### Work instructions:
Below is a listing to transcribe in full and exactly; keep the pictures out.
- - -
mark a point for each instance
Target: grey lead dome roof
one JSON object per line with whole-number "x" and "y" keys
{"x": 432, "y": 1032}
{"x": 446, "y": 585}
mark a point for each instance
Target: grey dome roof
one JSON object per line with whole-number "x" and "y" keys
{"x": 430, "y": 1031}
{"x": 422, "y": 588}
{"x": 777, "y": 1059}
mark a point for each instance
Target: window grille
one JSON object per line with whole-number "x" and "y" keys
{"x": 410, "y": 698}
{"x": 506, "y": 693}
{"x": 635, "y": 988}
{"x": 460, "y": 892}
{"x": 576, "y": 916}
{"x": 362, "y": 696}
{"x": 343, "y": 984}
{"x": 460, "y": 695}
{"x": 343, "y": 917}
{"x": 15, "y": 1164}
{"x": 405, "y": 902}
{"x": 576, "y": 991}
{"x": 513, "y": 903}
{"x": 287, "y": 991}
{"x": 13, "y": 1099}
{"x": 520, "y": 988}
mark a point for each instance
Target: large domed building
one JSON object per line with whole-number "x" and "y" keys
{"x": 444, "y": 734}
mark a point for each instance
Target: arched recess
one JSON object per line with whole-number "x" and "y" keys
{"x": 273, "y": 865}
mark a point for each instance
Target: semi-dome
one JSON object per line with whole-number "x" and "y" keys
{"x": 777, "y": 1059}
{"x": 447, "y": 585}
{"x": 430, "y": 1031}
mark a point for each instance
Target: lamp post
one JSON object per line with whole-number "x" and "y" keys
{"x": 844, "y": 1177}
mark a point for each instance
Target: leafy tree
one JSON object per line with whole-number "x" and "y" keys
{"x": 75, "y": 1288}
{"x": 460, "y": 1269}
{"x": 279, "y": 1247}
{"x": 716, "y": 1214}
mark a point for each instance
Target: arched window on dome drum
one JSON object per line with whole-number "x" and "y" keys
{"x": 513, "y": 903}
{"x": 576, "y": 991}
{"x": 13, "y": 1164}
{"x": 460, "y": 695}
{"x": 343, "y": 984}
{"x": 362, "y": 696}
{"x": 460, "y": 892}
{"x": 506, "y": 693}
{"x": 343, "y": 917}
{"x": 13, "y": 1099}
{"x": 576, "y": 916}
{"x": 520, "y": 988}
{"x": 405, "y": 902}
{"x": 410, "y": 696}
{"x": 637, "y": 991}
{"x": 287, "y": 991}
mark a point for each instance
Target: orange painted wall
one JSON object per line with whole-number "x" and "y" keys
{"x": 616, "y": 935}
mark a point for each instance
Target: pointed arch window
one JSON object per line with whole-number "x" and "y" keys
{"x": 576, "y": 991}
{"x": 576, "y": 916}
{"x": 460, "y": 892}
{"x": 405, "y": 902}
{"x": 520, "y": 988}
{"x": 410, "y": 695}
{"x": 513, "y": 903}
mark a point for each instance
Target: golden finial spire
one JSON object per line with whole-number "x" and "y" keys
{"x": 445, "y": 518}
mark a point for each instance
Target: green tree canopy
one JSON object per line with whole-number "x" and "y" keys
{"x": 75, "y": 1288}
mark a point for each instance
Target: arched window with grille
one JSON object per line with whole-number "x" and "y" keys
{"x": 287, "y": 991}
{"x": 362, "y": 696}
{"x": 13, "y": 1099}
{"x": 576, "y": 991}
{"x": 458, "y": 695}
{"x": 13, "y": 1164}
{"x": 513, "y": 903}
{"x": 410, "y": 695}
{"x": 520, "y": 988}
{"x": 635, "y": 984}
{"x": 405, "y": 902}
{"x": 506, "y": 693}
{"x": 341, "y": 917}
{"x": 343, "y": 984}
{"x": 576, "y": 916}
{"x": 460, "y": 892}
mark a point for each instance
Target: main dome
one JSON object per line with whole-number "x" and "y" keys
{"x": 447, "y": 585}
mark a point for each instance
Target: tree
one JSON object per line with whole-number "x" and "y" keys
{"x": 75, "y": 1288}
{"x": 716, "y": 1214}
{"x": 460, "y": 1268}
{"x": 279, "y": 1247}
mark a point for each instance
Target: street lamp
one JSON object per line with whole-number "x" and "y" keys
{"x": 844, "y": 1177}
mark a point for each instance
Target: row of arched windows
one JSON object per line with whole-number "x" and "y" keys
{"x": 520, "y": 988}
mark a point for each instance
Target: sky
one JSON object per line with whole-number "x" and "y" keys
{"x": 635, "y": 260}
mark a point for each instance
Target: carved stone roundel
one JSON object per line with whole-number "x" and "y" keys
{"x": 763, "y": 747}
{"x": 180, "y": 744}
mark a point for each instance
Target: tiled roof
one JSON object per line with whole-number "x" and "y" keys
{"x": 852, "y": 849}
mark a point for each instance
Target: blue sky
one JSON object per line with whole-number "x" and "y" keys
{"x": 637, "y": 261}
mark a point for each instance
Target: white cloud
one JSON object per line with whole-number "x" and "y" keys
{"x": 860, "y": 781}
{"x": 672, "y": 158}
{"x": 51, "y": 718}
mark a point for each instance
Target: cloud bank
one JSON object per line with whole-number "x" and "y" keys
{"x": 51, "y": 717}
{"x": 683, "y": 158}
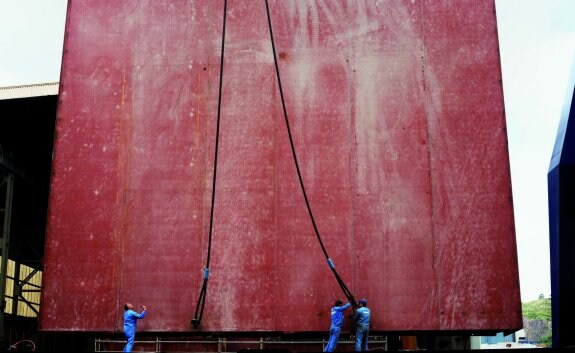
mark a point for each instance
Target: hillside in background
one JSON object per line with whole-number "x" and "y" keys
{"x": 537, "y": 320}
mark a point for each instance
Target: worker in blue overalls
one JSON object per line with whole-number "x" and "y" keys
{"x": 336, "y": 324}
{"x": 130, "y": 322}
{"x": 361, "y": 317}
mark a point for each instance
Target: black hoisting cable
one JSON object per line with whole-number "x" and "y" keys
- - -
### Finished task:
mark a point for each instance
Target: grey lead dome roof
one JSON object per line with whole-number "x" and "y" keys
{"x": 432, "y": 1032}
{"x": 446, "y": 585}
mark a point for each instance
Target: grey dome roof
one JSON object per line with whole-number "x" and "y" keys
{"x": 430, "y": 1031}
{"x": 422, "y": 588}
{"x": 777, "y": 1059}
mark a point for each instance
Target: window grille
one JSON object per line with whole-number "x" and "y" keys
{"x": 410, "y": 698}
{"x": 506, "y": 693}
{"x": 635, "y": 988}
{"x": 460, "y": 892}
{"x": 576, "y": 916}
{"x": 362, "y": 696}
{"x": 343, "y": 984}
{"x": 460, "y": 695}
{"x": 343, "y": 917}
{"x": 15, "y": 1164}
{"x": 405, "y": 902}
{"x": 576, "y": 991}
{"x": 513, "y": 903}
{"x": 287, "y": 991}
{"x": 13, "y": 1099}
{"x": 520, "y": 988}
mark a point for each instance
Target: large domed building
one JSON object per line with whole-number "x" and "y" keys
{"x": 444, "y": 734}
mark a point for each instance
Target: arched recess
one JSON object per line with whole-number "x" and "y" keys
{"x": 273, "y": 865}
mark a point for each instance
Target: semi-dome
one JSON object per line with whole-number "x" and "y" keys
{"x": 777, "y": 1059}
{"x": 447, "y": 585}
{"x": 430, "y": 1031}
mark a point for each instance
Target: lamp post
one JSON object per line with whole-number "x" and "y" keys
{"x": 844, "y": 1177}
mark a point for each instance
Target: leafy tree
one JSON object per line with whole-number "x" and "y" keys
{"x": 75, "y": 1288}
{"x": 460, "y": 1269}
{"x": 279, "y": 1247}
{"x": 716, "y": 1214}
mark a point for each instance
Target: arched window on dome drum
one JSON object per line with whole-number "x" and "y" keys
{"x": 513, "y": 903}
{"x": 576, "y": 991}
{"x": 13, "y": 1164}
{"x": 460, "y": 695}
{"x": 343, "y": 984}
{"x": 362, "y": 696}
{"x": 460, "y": 892}
{"x": 506, "y": 693}
{"x": 343, "y": 917}
{"x": 13, "y": 1099}
{"x": 576, "y": 916}
{"x": 520, "y": 988}
{"x": 405, "y": 902}
{"x": 410, "y": 696}
{"x": 637, "y": 991}
{"x": 287, "y": 991}
mark a point for each instance
Target: orange painted wall
one JSON object per line with whole-number "x" and "y" keys
{"x": 616, "y": 935}
mark a point for each instance
Target: pointed arch window
one JSON object per line with whole-number "x" and "y" keys
{"x": 576, "y": 991}
{"x": 576, "y": 916}
{"x": 460, "y": 892}
{"x": 405, "y": 902}
{"x": 520, "y": 988}
{"x": 410, "y": 695}
{"x": 513, "y": 903}
mark a point for each instance
Target: golden finial spire
one JSON object per line with whole-number "x" and "y" keys
{"x": 445, "y": 518}
mark a point for each instance
Target: green tree canopy
one JSON object per line with whole-number "x" and "y" keys
{"x": 75, "y": 1288}
mark a point for each instance
Target: arched window with grille
one JSON object per line with whole-number "x" and "y" keys
{"x": 287, "y": 991}
{"x": 362, "y": 696}
{"x": 13, "y": 1099}
{"x": 576, "y": 991}
{"x": 458, "y": 695}
{"x": 13, "y": 1164}
{"x": 513, "y": 903}
{"x": 410, "y": 695}
{"x": 520, "y": 988}
{"x": 635, "y": 984}
{"x": 405, "y": 902}
{"x": 506, "y": 693}
{"x": 341, "y": 917}
{"x": 343, "y": 984}
{"x": 576, "y": 916}
{"x": 460, "y": 892}
mark a point for each instance
Target: main dome
one JSON object per line with whole-number "x" and "y" keys
{"x": 447, "y": 585}
mark a point for each instance
Target: tree
one JSON object per line with whole-number "x" and "y" keys
{"x": 75, "y": 1288}
{"x": 716, "y": 1214}
{"x": 460, "y": 1268}
{"x": 279, "y": 1247}
mark a point for each instance
Target: street lamp
one JSON object per line with whole-number "x" and "y" keys
{"x": 844, "y": 1177}
mark a point for each instance
Target: row of arched windows
one JSON object per line with whole-number "x" and "y" keys
{"x": 520, "y": 988}
mark a point for each instance
Target: sky
one JSON object per line with whole-number "x" and "y" keys
{"x": 635, "y": 260}
mark a point for each instance
Target: carved stone roundel
one JSON object per line with whole-number "x" and "y" keys
{"x": 763, "y": 747}
{"x": 180, "y": 744}
mark a point for each instance
Target: tiled roof
one JSON object per line with whole-number "x" and "y" keys
{"x": 852, "y": 849}
mark a point for each instance
Target: blue sky
one JSON object per line with whole-number "x" and "y" keys
{"x": 637, "y": 261}
mark a point for each instance
Target: white cloud
one JSON object per line with whole-number "x" and "y" keys
{"x": 860, "y": 781}
{"x": 672, "y": 158}
{"x": 51, "y": 718}
mark a point for each instance
Target: cloud bank
one JSON object per line with whole-number "x" and "y" keys
{"x": 51, "y": 717}
{"x": 683, "y": 158}
mark a point for each instance
Target: hillside in background
one JSON object per line with whole-number "x" and "y" keys
{"x": 537, "y": 320}
mark a point for each instance
Target: worker in blue overalls
one JSON object per line with whole-number "x" and "y" keys
{"x": 336, "y": 324}
{"x": 130, "y": 322}
{"x": 361, "y": 317}
mark a point for each instance
Target: black hoisting cable
one JSON object per line with whole-number "x" and "y" keys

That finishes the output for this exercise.